• _What you should do_: Count the lines of the records that contain the word "gray" and give only that number.

Stored records
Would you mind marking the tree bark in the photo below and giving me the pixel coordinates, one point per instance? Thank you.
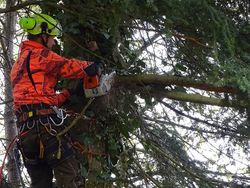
(9, 123)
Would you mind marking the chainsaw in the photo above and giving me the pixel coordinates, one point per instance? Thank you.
(95, 86)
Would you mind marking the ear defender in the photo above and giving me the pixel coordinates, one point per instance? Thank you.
(27, 23)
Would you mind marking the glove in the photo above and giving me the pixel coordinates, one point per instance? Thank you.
(93, 69)
(77, 88)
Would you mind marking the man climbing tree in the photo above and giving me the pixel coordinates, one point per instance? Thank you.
(37, 105)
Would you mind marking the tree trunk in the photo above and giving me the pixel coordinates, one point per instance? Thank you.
(9, 123)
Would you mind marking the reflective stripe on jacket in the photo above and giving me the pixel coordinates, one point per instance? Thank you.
(45, 68)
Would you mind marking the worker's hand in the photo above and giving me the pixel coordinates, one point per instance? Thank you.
(93, 69)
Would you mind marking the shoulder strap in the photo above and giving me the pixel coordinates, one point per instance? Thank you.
(28, 70)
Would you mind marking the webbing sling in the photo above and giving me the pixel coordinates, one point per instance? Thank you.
(28, 70)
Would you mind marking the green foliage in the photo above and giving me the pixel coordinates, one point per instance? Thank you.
(204, 40)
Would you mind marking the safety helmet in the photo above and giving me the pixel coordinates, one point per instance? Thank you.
(41, 23)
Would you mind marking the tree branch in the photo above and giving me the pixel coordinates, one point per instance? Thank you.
(166, 80)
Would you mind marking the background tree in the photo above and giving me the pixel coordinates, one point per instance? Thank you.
(178, 114)
(8, 32)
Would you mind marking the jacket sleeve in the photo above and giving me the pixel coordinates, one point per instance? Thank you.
(69, 68)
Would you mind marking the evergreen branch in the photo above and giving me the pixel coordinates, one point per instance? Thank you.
(166, 80)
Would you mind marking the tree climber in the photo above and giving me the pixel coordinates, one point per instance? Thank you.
(37, 104)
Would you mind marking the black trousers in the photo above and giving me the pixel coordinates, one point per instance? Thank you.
(40, 154)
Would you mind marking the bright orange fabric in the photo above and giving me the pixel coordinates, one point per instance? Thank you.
(46, 67)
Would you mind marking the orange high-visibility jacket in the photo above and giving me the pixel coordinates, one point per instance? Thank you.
(45, 68)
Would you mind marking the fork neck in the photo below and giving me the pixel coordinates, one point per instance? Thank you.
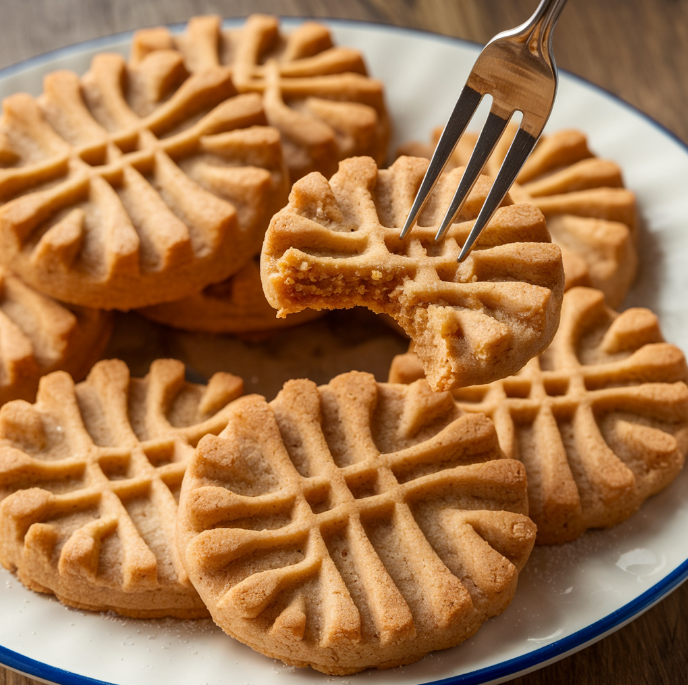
(537, 31)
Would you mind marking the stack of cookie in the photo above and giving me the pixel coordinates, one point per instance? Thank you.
(344, 526)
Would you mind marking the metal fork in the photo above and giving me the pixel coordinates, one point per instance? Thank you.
(517, 68)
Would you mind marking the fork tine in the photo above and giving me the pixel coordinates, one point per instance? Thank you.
(489, 137)
(521, 147)
(463, 112)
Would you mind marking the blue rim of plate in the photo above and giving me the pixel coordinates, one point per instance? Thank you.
(512, 667)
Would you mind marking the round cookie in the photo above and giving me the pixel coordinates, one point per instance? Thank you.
(600, 420)
(353, 525)
(316, 94)
(135, 184)
(40, 335)
(590, 215)
(89, 480)
(236, 306)
(336, 245)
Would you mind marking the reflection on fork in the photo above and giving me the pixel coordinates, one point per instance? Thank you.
(517, 69)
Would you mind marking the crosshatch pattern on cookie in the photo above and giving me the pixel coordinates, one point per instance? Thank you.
(317, 94)
(89, 481)
(590, 215)
(336, 245)
(600, 420)
(135, 184)
(40, 335)
(237, 306)
(353, 525)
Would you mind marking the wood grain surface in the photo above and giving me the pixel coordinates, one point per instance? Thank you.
(637, 49)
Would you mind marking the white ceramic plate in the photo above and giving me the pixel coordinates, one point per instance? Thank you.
(568, 596)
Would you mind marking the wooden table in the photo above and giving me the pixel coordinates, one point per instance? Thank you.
(637, 49)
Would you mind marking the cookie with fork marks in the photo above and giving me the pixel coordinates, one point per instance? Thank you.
(317, 94)
(590, 215)
(336, 245)
(135, 184)
(353, 525)
(89, 480)
(600, 420)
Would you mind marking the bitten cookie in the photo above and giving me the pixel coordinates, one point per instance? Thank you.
(336, 245)
(590, 215)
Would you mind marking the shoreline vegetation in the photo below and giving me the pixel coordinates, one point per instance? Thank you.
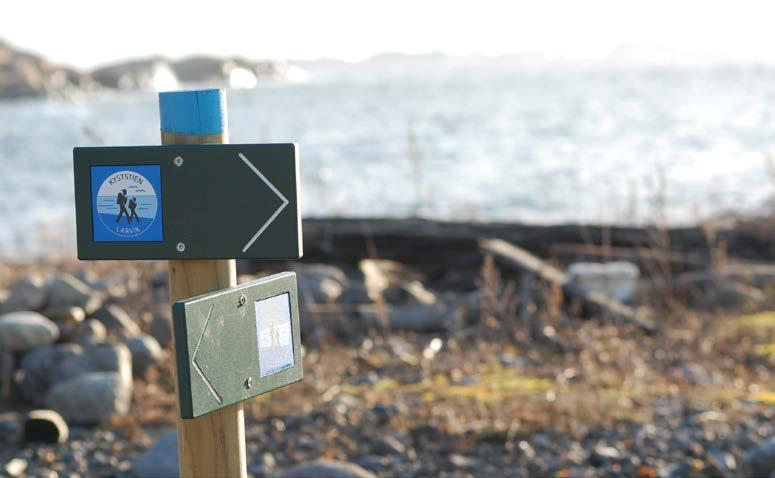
(433, 349)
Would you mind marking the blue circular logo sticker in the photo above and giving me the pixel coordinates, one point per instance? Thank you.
(126, 203)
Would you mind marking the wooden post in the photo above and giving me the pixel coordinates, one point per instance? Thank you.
(212, 445)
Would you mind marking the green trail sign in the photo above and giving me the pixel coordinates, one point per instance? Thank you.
(204, 201)
(236, 343)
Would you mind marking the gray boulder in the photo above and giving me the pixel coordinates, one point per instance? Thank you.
(89, 332)
(759, 461)
(67, 314)
(91, 398)
(160, 460)
(99, 358)
(26, 293)
(67, 290)
(117, 320)
(326, 469)
(23, 331)
(37, 366)
(145, 352)
(45, 426)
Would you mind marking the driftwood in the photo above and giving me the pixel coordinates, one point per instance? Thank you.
(632, 254)
(514, 256)
(438, 248)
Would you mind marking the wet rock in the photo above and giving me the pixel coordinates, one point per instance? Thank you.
(26, 293)
(45, 426)
(67, 290)
(320, 283)
(160, 460)
(37, 366)
(117, 320)
(66, 314)
(160, 328)
(388, 445)
(326, 469)
(87, 333)
(145, 352)
(355, 293)
(91, 398)
(384, 279)
(601, 455)
(617, 280)
(374, 463)
(760, 461)
(381, 414)
(23, 331)
(10, 429)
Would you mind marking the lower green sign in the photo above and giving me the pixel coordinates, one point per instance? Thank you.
(234, 344)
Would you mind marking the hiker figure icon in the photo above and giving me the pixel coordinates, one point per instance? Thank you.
(121, 201)
(274, 335)
(132, 207)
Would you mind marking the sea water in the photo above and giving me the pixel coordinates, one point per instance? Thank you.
(513, 142)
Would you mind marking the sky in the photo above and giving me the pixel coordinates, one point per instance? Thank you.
(87, 33)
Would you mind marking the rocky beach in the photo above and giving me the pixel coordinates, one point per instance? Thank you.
(429, 349)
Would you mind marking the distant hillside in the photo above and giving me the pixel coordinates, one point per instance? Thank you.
(23, 75)
(26, 75)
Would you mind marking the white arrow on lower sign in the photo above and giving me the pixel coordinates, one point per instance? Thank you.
(276, 213)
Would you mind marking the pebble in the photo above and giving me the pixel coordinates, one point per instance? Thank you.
(15, 467)
(161, 458)
(388, 445)
(23, 331)
(67, 290)
(27, 293)
(327, 469)
(759, 461)
(319, 283)
(602, 454)
(145, 353)
(117, 320)
(45, 426)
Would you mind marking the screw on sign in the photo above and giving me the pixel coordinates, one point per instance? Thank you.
(197, 198)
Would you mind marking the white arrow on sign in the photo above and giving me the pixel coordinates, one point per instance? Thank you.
(276, 213)
(196, 365)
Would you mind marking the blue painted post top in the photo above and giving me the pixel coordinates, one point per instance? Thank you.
(193, 113)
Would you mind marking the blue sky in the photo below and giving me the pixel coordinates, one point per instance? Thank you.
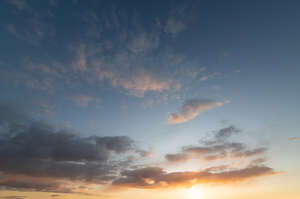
(164, 73)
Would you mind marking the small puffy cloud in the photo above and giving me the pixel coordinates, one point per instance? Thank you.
(179, 157)
(174, 26)
(222, 135)
(80, 62)
(84, 100)
(144, 42)
(191, 109)
(140, 84)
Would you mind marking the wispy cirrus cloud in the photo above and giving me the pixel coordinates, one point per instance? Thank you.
(84, 100)
(294, 138)
(191, 109)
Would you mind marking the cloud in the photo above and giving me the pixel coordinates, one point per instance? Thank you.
(218, 148)
(180, 157)
(37, 151)
(19, 4)
(191, 109)
(36, 156)
(174, 26)
(155, 177)
(80, 62)
(222, 135)
(84, 100)
(12, 197)
(294, 138)
(232, 150)
(144, 42)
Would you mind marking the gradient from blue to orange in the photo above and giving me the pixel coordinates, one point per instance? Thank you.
(166, 75)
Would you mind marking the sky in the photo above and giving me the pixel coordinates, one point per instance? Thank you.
(155, 99)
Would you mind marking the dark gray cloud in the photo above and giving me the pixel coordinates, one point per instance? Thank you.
(36, 149)
(155, 177)
(217, 148)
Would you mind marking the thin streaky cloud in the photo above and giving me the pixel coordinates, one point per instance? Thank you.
(191, 109)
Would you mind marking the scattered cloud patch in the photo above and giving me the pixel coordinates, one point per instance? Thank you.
(155, 177)
(294, 138)
(191, 109)
(85, 100)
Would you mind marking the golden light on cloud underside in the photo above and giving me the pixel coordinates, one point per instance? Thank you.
(195, 193)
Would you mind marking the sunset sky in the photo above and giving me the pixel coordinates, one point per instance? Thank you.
(149, 99)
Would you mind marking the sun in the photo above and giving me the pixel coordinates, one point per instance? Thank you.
(195, 193)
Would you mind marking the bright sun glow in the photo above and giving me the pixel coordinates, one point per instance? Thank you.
(195, 193)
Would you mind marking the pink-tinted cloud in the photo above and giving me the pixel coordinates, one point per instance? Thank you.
(191, 109)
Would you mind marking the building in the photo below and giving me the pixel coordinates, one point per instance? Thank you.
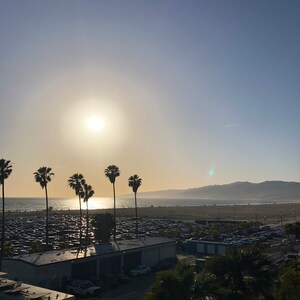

• _Exercise output_: 2